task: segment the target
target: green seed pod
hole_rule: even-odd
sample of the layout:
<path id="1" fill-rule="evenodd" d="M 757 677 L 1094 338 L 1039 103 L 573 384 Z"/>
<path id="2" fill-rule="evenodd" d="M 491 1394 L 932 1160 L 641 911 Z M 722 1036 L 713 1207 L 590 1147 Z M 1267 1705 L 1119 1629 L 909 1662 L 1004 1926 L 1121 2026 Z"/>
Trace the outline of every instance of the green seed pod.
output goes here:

Exercise brief | Print the entries again so that each one matches exactly.

Answer area |
task: segment the target
target: green seed pod
hole_rule: even-odd
sample of the layout:
<path id="1" fill-rule="evenodd" d="M 757 677 L 1094 338 L 1039 103 L 573 384 Z"/>
<path id="2" fill-rule="evenodd" d="M 491 1394 L 932 1160 L 641 911 Z M 722 1036 L 713 1207 L 590 1147 Z M 1267 1705 L 1119 1629 L 909 1662 L 1004 1926 L 1121 2026 Z"/>
Trace the outline of every instance of the green seed pod.
output goes here:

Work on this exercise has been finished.